---------- EXTRACT

The coefficients  $d_k^{(n)}$  are evaluated empirically for every node connected to a MOS or bipolar transistor. They gradually approach 1 in the iteration progress. Experiments showed that for the exponential characteristics of bipolar transistors damping is not necessary. For circuits in CMOS technology however damping factors greater than 1 speed up convergence. It should be mentioned, that with this modified NR-algorithm the stamps for linear network elements must also be rewritten.

--------------------

SET TASKS:
1. According to the extract, for which transistor characteristics did experiments show that damping is not necessary?
2. Output the lines of the records as a numbered list, starting with the first line of the records and going on through the line with "pixel 595 83", skipping blank lines.

---------- SOURCE RECORDS

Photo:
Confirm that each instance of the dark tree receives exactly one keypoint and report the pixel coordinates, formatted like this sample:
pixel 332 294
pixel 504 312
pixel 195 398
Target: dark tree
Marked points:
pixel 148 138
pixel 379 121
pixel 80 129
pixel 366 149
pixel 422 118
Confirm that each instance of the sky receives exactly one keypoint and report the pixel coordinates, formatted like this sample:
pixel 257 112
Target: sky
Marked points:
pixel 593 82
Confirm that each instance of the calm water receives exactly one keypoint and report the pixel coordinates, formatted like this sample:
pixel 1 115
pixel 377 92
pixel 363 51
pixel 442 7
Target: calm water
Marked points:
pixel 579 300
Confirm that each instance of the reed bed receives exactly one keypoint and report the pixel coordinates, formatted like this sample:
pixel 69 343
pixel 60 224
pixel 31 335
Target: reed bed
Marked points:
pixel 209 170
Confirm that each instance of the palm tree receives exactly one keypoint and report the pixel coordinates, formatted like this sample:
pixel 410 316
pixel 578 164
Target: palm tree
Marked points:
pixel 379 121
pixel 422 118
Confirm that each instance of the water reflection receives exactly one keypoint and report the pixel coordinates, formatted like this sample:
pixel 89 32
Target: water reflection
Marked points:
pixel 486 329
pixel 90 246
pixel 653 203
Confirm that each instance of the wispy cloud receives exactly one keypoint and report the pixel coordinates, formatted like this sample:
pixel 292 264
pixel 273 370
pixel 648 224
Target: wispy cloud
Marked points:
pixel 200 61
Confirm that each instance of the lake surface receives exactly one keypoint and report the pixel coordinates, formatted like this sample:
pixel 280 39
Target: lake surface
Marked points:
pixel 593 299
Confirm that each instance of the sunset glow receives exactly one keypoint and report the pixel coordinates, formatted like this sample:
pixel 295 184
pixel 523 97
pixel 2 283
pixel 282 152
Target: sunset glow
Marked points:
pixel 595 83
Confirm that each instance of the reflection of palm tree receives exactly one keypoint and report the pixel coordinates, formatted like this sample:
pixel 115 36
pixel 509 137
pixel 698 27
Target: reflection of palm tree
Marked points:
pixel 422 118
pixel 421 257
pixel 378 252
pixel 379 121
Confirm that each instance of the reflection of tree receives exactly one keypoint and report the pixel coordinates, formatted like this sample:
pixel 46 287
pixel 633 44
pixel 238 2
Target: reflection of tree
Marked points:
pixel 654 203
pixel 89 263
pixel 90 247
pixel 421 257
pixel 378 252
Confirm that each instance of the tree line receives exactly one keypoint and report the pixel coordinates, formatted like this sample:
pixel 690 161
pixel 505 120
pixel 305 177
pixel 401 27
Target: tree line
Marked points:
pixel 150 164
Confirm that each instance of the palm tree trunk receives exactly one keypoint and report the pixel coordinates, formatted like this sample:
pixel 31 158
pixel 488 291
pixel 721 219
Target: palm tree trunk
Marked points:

--------------------

EXERCISE RESULTS:
1. The exponential characteristics of bipolar transistors.

2.
1. Photo:
2. Confirm that each instance of the dark tree receives exactly one keypoint and report the pixel coordinates, formatted like this sample:
3. pixel 332 294
4. pixel 504 312
5. pixel 195 398
6. Target: dark tree
7. Marked points:
8. pixel 148 138
9. pixel 379 121
10. pixel 80 129
11. pixel 366 149
12. pixel 422 118
13. Confirm that each instance of the sky receives exactly one keypoint and report the pixel coordinates, formatted like this sample:
14. pixel 257 112
15. Target: sky
16. Marked points:
17. pixel 593 82
18. Confirm that each instance of the calm water receives exactly one keypoint and report the pixel coordinates, formatted like this sample:
19. pixel 1 115
20. pixel 377 92
21. pixel 363 51
22. pixel 442 7
23. Target: calm water
24. Marked points:
25. pixel 579 300
26. Confirm that each instance of the reed bed receives exactly one keypoint and report the pixel coordinates, formatted like this sample:
27. pixel 69 343
28. pixel 60 224
29. pixel 31 335
30. Target: reed bed
31. Marked points:
32. pixel 209 170
33. Confirm that each instance of the palm tree receives exactly one keypoint and report the pixel coordinates, formatted like this sample:
34. pixel 410 316
35. pixel 578 164
36. Target: palm tree
37. Marked points:
38. pixel 379 121
39. pixel 422 118
40. Confirm that each instance of the water reflection receives exactly one keypoint and report the pixel coordinates, formatted like this sample:
41. pixel 89 32
42. Target: water reflection
43. Marked points:
44. pixel 486 329
45. pixel 90 246
46. pixel 653 203
47. Confirm that each instance of the wispy cloud receives exactly one keypoint and report the pixel coordinates, formatted like this sample:
48. pixel 292 264
49. pixel 273 370
50. pixel 648 224
51. Target: wispy cloud
52. Marked points:
53. pixel 200 61
54. Confirm that each instance of the lake surface receives exactly one keypoint and report the pixel coordinates, formatted like this sample:
55. pixel 280 39
56. Target: lake surface
57. Marked points:
58. pixel 593 299
59. Confirm that each instance of the sunset glow receives exactly one keypoint and report the pixel coordinates, formatted like this sample:
60. pixel 295 184
61. pixel 523 97
62. pixel 2 283
63. pixel 282 152
64. Target: sunset glow
65. Marked points:
66. pixel 595 83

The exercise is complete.